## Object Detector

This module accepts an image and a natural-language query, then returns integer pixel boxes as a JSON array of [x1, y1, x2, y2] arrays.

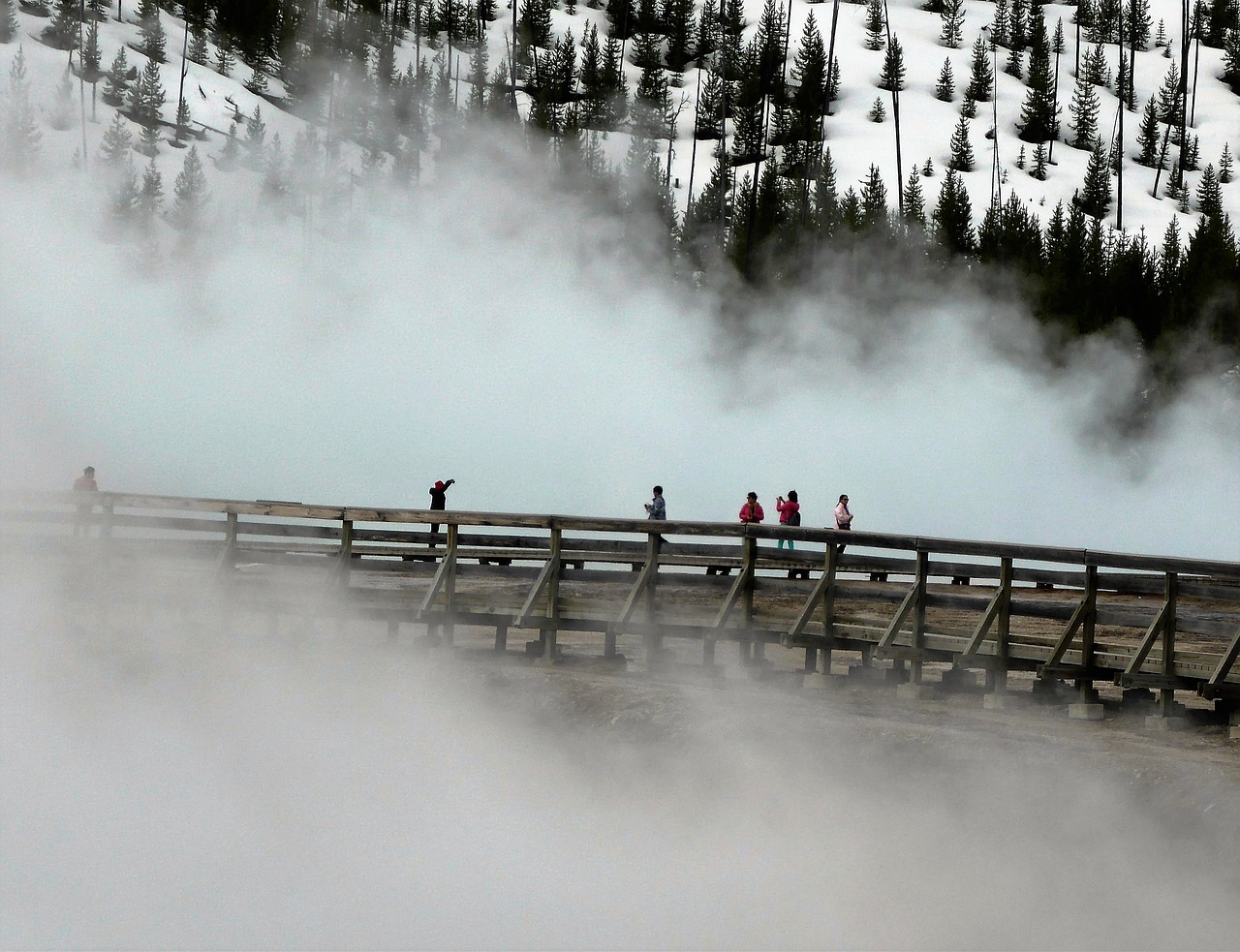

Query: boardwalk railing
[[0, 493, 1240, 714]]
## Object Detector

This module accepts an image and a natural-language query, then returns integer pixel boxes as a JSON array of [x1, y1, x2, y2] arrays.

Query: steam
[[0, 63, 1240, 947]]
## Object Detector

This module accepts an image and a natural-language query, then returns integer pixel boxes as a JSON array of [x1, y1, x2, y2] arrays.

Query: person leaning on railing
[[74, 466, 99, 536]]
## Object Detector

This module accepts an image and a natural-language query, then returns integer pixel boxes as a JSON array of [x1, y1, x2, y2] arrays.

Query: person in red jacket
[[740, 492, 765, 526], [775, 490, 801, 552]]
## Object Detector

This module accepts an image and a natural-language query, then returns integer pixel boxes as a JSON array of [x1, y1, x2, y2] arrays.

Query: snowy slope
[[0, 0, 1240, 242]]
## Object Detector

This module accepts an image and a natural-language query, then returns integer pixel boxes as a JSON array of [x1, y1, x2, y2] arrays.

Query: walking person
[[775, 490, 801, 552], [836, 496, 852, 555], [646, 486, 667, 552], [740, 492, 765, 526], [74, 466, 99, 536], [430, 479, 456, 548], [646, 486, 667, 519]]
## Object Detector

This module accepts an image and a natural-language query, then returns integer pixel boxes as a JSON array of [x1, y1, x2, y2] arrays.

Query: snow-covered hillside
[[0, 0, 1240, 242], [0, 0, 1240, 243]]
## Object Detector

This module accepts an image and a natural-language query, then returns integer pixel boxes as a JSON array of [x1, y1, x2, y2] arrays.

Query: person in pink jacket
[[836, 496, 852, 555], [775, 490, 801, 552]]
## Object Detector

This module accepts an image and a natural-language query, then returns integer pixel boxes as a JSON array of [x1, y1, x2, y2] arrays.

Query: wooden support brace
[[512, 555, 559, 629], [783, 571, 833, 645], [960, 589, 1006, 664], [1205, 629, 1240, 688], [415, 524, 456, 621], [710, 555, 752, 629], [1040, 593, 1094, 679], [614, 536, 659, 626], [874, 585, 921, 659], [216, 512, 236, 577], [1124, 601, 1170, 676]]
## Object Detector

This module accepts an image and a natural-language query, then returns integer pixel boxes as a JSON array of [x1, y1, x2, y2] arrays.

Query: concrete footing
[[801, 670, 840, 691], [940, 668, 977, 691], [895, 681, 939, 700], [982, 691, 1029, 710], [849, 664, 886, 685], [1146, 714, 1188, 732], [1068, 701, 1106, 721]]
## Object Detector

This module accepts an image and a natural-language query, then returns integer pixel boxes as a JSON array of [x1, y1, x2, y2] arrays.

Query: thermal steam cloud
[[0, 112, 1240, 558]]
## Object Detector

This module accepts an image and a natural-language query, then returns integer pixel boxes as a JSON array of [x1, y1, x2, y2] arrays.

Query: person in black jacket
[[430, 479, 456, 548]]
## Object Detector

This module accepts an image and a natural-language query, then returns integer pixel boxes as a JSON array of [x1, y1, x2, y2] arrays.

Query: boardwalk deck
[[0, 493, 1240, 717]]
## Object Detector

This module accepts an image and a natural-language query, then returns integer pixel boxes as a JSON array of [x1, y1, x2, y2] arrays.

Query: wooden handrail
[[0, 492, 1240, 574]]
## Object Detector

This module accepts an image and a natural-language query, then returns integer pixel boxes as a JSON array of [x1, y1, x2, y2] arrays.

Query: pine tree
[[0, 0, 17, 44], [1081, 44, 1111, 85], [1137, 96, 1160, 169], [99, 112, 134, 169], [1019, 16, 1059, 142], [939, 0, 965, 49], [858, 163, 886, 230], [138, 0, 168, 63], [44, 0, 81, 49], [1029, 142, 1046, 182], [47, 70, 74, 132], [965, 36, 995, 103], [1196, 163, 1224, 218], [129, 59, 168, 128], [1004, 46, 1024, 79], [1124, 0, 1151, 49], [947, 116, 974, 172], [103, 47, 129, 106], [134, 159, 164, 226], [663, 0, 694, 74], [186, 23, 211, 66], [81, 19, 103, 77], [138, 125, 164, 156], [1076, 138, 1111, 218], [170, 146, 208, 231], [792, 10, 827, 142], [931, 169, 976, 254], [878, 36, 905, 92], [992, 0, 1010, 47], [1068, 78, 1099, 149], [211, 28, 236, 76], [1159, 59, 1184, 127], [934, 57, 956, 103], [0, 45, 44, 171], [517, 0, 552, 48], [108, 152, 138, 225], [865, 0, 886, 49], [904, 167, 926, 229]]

# # # #

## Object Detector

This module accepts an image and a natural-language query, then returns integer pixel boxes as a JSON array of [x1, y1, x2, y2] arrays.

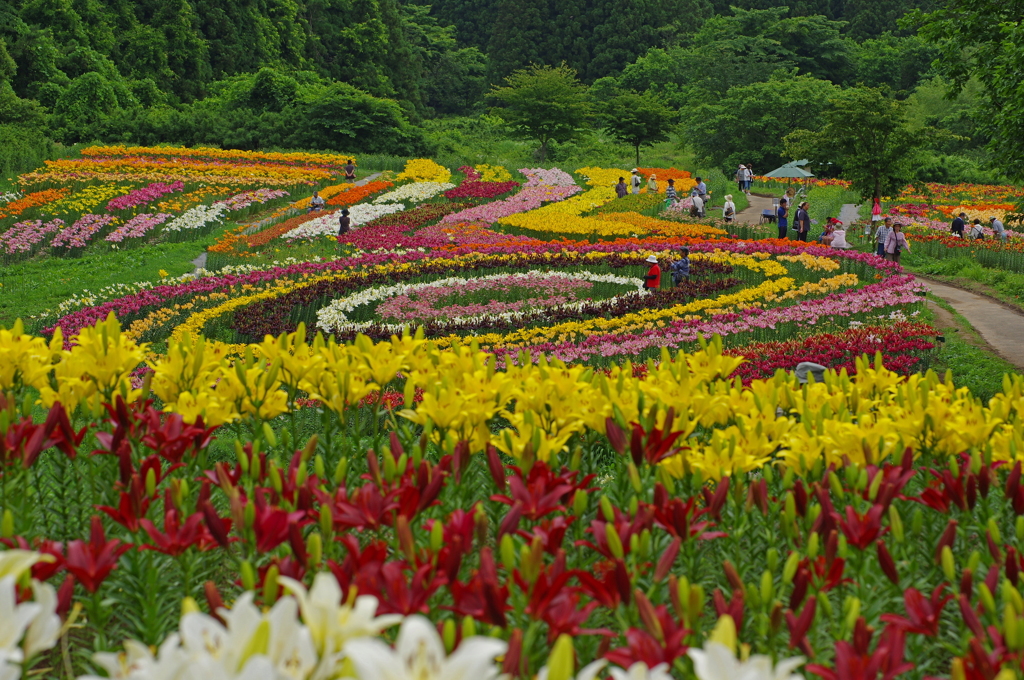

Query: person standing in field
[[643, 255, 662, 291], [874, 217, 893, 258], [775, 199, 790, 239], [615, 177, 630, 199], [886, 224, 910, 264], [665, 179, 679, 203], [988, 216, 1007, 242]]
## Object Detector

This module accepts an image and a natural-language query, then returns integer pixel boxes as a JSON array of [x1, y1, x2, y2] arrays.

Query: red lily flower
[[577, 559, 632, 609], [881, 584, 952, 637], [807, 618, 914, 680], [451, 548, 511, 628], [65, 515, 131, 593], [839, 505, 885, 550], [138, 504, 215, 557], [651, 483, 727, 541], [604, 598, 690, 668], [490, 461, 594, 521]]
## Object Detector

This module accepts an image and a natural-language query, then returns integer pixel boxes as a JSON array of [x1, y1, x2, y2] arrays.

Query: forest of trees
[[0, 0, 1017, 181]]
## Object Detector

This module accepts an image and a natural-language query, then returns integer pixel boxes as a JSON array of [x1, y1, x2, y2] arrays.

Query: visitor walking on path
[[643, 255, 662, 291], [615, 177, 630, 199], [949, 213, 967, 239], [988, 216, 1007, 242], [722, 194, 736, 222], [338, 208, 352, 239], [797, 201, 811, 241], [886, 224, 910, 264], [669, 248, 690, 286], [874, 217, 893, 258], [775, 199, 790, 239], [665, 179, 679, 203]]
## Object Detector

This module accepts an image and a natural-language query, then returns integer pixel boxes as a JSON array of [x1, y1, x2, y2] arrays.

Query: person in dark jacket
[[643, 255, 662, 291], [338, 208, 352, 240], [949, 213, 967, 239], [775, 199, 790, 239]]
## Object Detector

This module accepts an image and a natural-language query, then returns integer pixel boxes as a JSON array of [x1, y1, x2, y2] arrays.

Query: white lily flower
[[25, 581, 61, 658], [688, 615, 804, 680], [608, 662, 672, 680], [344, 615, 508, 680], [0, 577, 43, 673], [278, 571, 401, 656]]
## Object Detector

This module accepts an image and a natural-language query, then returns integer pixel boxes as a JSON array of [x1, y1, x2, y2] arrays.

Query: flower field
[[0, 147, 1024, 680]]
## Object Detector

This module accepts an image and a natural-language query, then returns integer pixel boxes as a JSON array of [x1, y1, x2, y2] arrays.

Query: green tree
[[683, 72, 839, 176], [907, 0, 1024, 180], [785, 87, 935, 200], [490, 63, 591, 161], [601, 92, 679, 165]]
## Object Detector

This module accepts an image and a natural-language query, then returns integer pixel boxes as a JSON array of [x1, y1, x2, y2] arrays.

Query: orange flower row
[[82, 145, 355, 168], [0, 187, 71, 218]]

# # # #

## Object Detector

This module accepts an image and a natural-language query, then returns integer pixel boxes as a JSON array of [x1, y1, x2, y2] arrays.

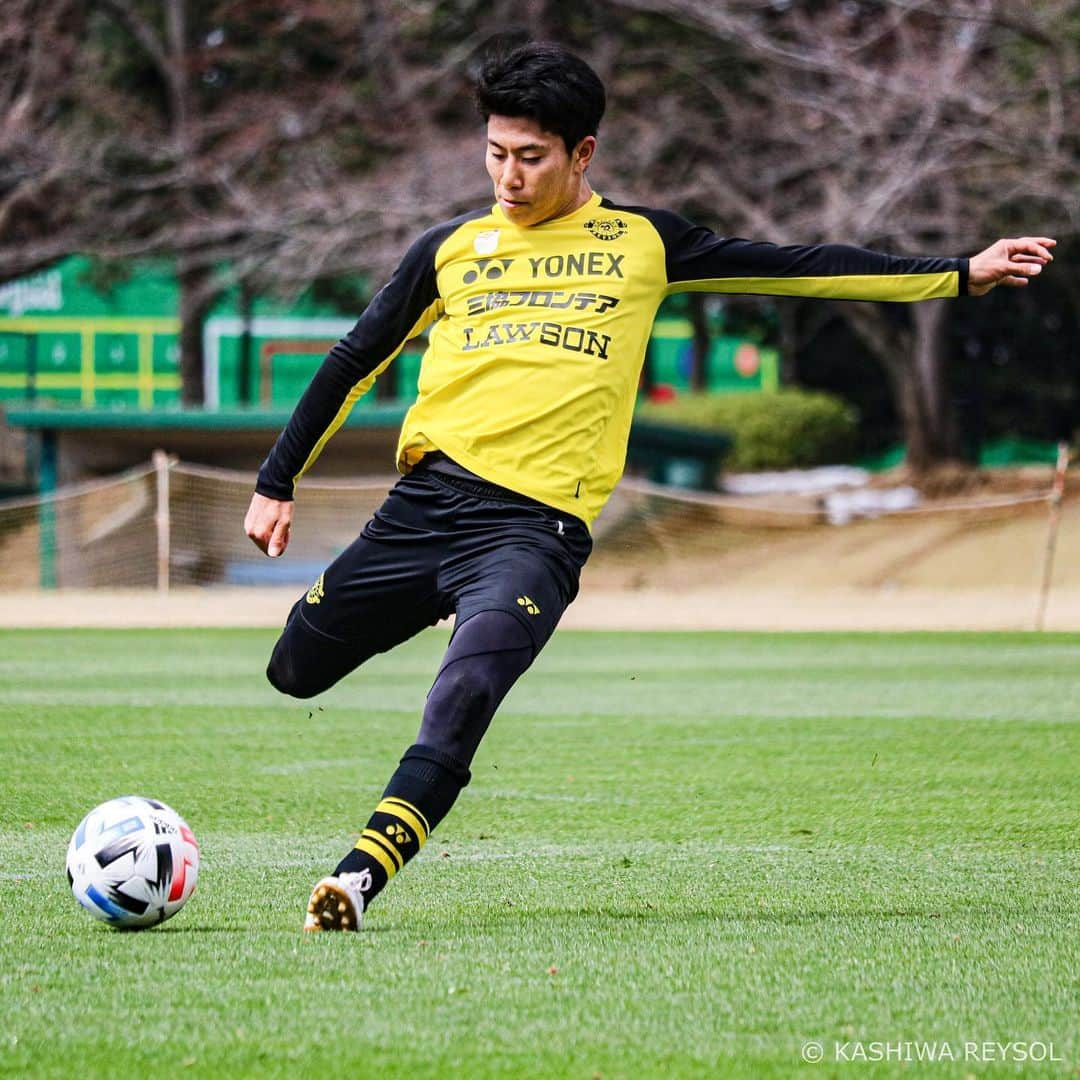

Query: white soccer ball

# # # #

REQUIREMENT: Gather every line of the entries above that contains the string "boardwalk" and list them in the order they appear.

TASK SOLUTION:
Query: boardwalk railing
Query: boardwalk deck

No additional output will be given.